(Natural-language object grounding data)
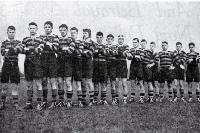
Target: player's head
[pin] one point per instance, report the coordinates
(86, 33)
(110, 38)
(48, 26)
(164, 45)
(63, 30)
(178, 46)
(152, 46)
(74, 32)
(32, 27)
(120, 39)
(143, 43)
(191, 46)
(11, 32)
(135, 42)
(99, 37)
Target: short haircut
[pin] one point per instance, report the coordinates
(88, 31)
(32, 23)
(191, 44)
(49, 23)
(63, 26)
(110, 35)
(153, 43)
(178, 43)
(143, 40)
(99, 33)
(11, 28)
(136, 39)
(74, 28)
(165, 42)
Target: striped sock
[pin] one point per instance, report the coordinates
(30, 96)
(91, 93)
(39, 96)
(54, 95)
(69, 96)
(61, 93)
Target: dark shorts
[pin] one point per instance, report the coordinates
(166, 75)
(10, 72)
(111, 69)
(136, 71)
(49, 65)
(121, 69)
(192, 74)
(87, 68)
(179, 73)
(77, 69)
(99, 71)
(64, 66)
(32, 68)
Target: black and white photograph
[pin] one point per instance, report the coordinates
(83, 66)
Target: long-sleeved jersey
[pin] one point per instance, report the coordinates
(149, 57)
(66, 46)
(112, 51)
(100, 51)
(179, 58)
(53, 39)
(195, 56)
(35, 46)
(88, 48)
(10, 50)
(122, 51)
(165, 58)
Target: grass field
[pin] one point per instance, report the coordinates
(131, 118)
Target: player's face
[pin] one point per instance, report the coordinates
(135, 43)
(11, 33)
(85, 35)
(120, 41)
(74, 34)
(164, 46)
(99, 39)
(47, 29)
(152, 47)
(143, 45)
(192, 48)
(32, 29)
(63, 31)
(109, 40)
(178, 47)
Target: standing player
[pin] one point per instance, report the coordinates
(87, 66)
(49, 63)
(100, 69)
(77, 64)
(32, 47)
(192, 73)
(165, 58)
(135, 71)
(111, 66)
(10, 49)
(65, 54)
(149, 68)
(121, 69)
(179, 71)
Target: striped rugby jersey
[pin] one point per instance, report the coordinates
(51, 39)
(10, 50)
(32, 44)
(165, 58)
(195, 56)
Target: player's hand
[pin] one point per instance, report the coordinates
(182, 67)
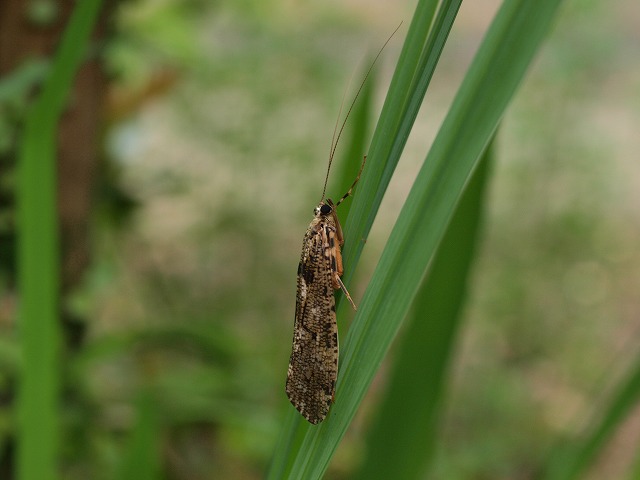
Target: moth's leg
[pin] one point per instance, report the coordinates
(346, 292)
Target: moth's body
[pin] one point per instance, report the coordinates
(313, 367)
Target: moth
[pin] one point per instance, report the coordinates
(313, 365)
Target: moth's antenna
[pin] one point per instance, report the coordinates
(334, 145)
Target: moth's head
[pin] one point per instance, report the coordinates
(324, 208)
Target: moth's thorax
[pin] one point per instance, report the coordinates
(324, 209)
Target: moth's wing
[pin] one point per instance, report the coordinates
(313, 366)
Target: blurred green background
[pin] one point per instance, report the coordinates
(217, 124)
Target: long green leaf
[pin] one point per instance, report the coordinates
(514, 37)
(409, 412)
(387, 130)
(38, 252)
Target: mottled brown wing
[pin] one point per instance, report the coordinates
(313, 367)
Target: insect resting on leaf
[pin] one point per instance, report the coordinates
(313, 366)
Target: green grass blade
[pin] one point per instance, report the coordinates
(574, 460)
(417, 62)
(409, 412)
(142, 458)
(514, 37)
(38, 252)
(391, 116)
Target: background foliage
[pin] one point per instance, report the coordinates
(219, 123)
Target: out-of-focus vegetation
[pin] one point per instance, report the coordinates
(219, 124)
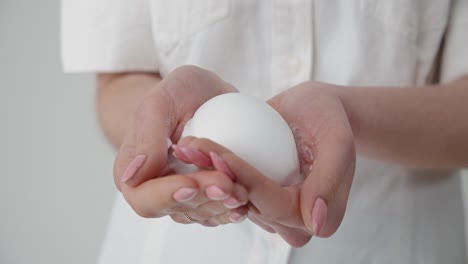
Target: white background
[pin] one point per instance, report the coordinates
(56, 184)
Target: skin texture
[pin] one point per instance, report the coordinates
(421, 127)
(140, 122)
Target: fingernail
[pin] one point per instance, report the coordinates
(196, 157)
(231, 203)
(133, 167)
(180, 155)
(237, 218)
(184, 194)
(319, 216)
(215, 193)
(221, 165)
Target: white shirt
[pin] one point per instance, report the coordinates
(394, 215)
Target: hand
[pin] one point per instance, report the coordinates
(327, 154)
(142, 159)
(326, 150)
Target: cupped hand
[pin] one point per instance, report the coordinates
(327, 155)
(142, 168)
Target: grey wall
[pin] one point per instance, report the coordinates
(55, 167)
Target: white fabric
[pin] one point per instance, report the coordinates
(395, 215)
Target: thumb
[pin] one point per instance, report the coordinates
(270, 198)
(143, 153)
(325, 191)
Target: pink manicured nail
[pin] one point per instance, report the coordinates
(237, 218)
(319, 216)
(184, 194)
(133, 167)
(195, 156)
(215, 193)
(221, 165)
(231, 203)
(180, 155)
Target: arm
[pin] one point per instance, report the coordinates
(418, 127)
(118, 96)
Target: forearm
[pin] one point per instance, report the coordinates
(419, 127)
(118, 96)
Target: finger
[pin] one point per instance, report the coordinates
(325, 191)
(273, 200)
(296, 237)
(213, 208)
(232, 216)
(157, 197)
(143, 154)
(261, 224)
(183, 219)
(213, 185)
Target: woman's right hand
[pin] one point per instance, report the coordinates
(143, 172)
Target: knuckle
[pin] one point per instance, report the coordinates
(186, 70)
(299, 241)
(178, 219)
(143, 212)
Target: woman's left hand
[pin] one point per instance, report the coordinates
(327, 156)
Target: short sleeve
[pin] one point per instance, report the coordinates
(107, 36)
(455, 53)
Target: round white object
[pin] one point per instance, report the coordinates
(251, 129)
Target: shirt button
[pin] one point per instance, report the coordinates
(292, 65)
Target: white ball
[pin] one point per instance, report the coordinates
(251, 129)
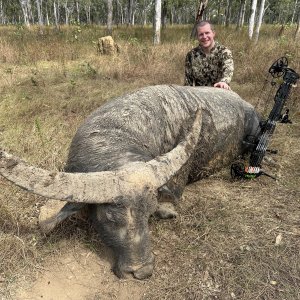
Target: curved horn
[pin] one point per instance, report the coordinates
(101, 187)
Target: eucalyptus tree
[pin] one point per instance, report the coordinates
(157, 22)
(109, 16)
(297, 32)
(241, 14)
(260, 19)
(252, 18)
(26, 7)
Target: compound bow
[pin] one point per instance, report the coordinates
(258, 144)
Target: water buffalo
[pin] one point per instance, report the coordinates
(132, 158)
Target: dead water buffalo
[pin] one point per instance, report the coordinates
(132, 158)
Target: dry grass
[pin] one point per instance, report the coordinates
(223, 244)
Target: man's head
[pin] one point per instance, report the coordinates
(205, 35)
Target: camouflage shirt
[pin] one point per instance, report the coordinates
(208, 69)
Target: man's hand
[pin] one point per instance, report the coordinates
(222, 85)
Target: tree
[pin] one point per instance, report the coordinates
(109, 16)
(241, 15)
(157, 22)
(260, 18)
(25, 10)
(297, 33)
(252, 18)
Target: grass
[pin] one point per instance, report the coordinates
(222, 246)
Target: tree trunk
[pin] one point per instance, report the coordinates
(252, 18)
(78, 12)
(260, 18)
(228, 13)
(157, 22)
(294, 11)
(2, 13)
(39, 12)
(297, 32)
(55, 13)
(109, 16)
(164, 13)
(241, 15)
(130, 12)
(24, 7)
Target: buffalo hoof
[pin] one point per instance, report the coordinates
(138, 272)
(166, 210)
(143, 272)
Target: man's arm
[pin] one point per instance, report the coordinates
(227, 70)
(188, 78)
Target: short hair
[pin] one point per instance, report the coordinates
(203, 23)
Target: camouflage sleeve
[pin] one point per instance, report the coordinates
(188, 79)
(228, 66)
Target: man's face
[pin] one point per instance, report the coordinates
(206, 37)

Assignment: Filter the records down to the lines containing the word "face", and copy those.

Exercise result:
Target: player's face
Target: man's face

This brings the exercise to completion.